## Material for the task:
•••
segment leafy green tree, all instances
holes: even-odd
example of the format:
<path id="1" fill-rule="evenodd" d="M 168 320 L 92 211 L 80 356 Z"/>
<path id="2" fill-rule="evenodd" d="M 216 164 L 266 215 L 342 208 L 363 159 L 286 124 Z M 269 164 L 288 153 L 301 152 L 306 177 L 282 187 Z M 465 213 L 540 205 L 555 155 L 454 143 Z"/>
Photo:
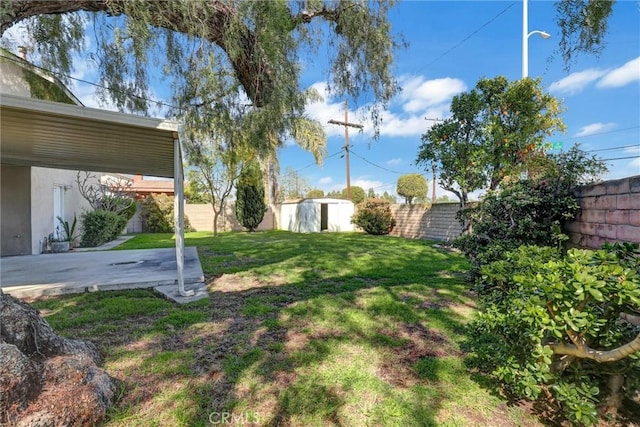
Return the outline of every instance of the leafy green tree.
<path id="1" fill-rule="evenodd" d="M 376 194 L 373 188 L 370 188 L 369 191 L 367 191 L 367 199 L 376 199 L 376 198 L 378 198 L 378 195 Z"/>
<path id="2" fill-rule="evenodd" d="M 312 198 L 312 197 L 324 197 L 324 191 L 320 190 L 319 188 L 314 188 L 313 190 L 309 191 L 307 193 L 307 197 Z"/>
<path id="3" fill-rule="evenodd" d="M 330 198 L 330 199 L 342 199 L 342 191 L 338 191 L 338 190 L 333 190 L 333 191 L 329 191 L 326 194 L 326 197 Z"/>
<path id="4" fill-rule="evenodd" d="M 448 203 L 448 202 L 449 202 L 449 196 L 447 196 L 446 194 L 443 194 L 442 196 L 436 199 L 436 203 Z"/>
<path id="5" fill-rule="evenodd" d="M 342 189 L 341 199 L 347 199 L 347 189 Z M 351 186 L 351 201 L 354 204 L 362 203 L 366 199 L 366 193 L 364 192 L 364 188 L 358 187 L 357 185 Z"/>
<path id="6" fill-rule="evenodd" d="M 245 162 L 236 187 L 236 218 L 244 228 L 255 231 L 267 210 L 258 162 Z"/>
<path id="7" fill-rule="evenodd" d="M 387 191 L 382 193 L 382 197 L 381 198 L 386 200 L 387 202 L 389 202 L 392 205 L 394 205 L 394 204 L 396 204 L 398 202 L 398 200 L 396 199 L 396 196 L 393 196 L 393 195 L 389 194 Z"/>
<path id="8" fill-rule="evenodd" d="M 187 173 L 188 174 L 188 173 Z M 184 197 L 189 204 L 209 203 L 207 191 L 198 181 L 188 181 L 184 187 Z"/>
<path id="9" fill-rule="evenodd" d="M 458 196 L 462 206 L 472 191 L 495 190 L 543 155 L 545 136 L 564 130 L 560 101 L 540 83 L 480 79 L 474 89 L 453 98 L 450 118 L 422 135 L 417 162 L 427 168 L 439 163 L 440 186 Z"/>
<path id="10" fill-rule="evenodd" d="M 398 178 L 396 192 L 399 196 L 404 197 L 405 203 L 410 205 L 414 199 L 426 199 L 428 189 L 424 176 L 419 173 L 411 173 Z"/>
•••
## What you will do:
Every line above should be reproduced exactly, please, with no pictures included.

## Exercise output:
segment leafy green tree, all instances
holes: even-odd
example of the format:
<path id="1" fill-rule="evenodd" d="M 168 320 L 92 211 L 80 356 Z"/>
<path id="2" fill-rule="evenodd" d="M 216 164 L 266 215 L 342 208 L 363 159 L 286 124 Z M 269 164 L 288 153 L 301 152 L 306 177 L 282 187 Z M 465 213 L 540 205 L 555 155 L 454 143 Z"/>
Photo:
Return the outline of every instance of the leafy green tree.
<path id="1" fill-rule="evenodd" d="M 376 194 L 373 188 L 370 188 L 369 191 L 367 191 L 367 199 L 376 199 L 376 198 L 378 198 L 378 195 Z"/>
<path id="2" fill-rule="evenodd" d="M 312 198 L 312 197 L 324 197 L 324 191 L 320 190 L 319 188 L 314 188 L 313 190 L 309 191 L 307 193 L 307 197 Z"/>
<path id="3" fill-rule="evenodd" d="M 330 198 L 330 199 L 342 199 L 342 191 L 338 191 L 338 190 L 333 190 L 333 191 L 329 191 L 326 194 L 326 197 Z"/>
<path id="4" fill-rule="evenodd" d="M 448 203 L 448 202 L 449 202 L 449 196 L 447 196 L 446 194 L 443 194 L 442 196 L 436 199 L 436 203 Z"/>
<path id="5" fill-rule="evenodd" d="M 342 189 L 341 199 L 347 199 L 347 189 Z M 351 186 L 351 201 L 354 204 L 362 203 L 366 199 L 366 193 L 364 192 L 364 188 L 358 187 L 357 185 Z"/>
<path id="6" fill-rule="evenodd" d="M 245 162 L 236 187 L 236 218 L 244 228 L 255 231 L 267 210 L 258 162 Z"/>
<path id="7" fill-rule="evenodd" d="M 387 191 L 382 193 L 382 197 L 381 198 L 386 200 L 387 202 L 389 202 L 392 205 L 394 205 L 394 204 L 396 204 L 398 202 L 398 200 L 396 199 L 396 196 L 393 196 L 393 195 L 389 194 Z"/>
<path id="8" fill-rule="evenodd" d="M 187 173 L 188 174 L 188 173 Z M 184 197 L 189 204 L 209 203 L 207 191 L 198 181 L 188 181 L 184 187 Z"/>
<path id="9" fill-rule="evenodd" d="M 458 196 L 462 206 L 472 191 L 495 190 L 543 155 L 545 136 L 564 130 L 560 101 L 540 83 L 480 79 L 474 89 L 453 98 L 450 118 L 422 135 L 417 162 L 427 168 L 439 163 L 440 186 Z"/>
<path id="10" fill-rule="evenodd" d="M 398 178 L 396 192 L 399 196 L 404 197 L 405 203 L 410 205 L 414 199 L 426 199 L 428 189 L 424 176 L 419 173 L 411 173 Z"/>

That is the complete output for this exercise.